(Saved data entries)
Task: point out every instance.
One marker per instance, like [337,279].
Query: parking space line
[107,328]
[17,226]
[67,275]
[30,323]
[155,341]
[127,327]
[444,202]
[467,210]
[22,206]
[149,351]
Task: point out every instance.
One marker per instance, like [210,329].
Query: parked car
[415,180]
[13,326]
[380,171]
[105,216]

What is expected: Write out every line of the items above as one numbered list, leaving out blank lines.

Written solution:
1. Task: point out every instance.
2. One marker per instance, like [337,279].
3. Query: parking space line
4. [107,328]
5. [17,226]
6. [67,275]
7. [30,323]
8. [155,341]
9. [127,327]
10. [444,202]
11. [467,210]
12. [22,206]
13. [149,351]
14. Task: point out every instance.
15. One marker per instance, like [210,329].
16. Query: parked car
17. [415,180]
18. [13,326]
19. [380,171]
20. [105,216]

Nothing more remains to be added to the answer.